▶ **What the exercise asks**
Please repeat all of the listing exactly.
-------- Material for this exercise
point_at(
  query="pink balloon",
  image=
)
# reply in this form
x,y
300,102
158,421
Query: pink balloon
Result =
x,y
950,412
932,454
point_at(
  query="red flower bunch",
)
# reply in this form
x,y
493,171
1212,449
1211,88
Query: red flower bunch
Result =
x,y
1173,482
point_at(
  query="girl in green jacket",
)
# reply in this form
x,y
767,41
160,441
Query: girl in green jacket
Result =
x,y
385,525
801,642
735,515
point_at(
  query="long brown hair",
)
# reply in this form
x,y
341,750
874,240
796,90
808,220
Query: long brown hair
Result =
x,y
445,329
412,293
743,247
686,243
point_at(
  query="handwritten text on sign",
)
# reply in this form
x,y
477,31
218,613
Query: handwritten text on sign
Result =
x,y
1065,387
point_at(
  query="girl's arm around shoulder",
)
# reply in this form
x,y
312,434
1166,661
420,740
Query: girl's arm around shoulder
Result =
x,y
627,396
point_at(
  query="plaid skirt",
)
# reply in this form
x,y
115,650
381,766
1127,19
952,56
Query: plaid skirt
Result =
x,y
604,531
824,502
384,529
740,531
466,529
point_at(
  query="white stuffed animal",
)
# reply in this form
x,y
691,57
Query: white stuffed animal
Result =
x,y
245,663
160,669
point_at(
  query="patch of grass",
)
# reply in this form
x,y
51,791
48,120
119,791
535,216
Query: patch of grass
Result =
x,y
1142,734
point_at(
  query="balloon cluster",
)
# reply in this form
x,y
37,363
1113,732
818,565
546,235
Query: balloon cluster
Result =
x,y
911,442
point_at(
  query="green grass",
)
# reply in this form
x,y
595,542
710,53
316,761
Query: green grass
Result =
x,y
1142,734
----------------
▶ **Exercise solution**
point_at(
  query="pink balloon",
  image=
)
# reply in this form
x,y
300,102
158,421
Query: pink balloon
Result =
x,y
950,412
932,454
point_at(
  query="red flower bunch",
)
# reply in this form
x,y
493,171
1212,449
1211,88
Query: red flower bunch
Result =
x,y
1173,482
point_at(
  query="girl in green jacket",
)
# reply in this form
x,y
767,41
160,441
Query: girl in green jacket
Result =
x,y
385,525
801,642
735,515
point_at(
  query="long brown hair",
)
# reply in this form
x,y
341,750
874,240
796,90
808,220
Query: long brown hair
Result =
x,y
445,329
412,293
743,247
686,243
point_at(
  query="handwritten text on sign",
)
# reply in this form
x,y
477,31
218,613
Query: handwritten text on sign
Result =
x,y
1065,387
point_at(
  query="girl's arm around shoulder",
)
# reply in this form
x,y
312,434
1166,661
420,740
Query: girl's arm around shoulder
Result =
x,y
627,396
point_at(
  query="plaid skirt",
)
# reply in this form
x,y
115,650
381,766
1127,19
952,56
Query: plaid skirt
Result =
x,y
604,531
824,502
384,529
740,531
466,529
point_at(
  query="white stuffed animal",
)
# reply in this form
x,y
691,57
Query: white stuffed animal
Result =
x,y
245,663
160,669
point_at(
  query="patch of grass",
)
# reply in this form
x,y
51,791
48,120
119,791
535,216
Query: patch of grass
Result =
x,y
1142,734
point_at(
  query="balloon cluster",
)
# reply in this form
x,y
37,363
1113,732
818,565
546,235
Query: balloon cluster
Result =
x,y
911,442
point_at(
  query="green grass",
)
# reply in this form
x,y
595,542
710,53
316,761
Query: green grass
Result =
x,y
1142,734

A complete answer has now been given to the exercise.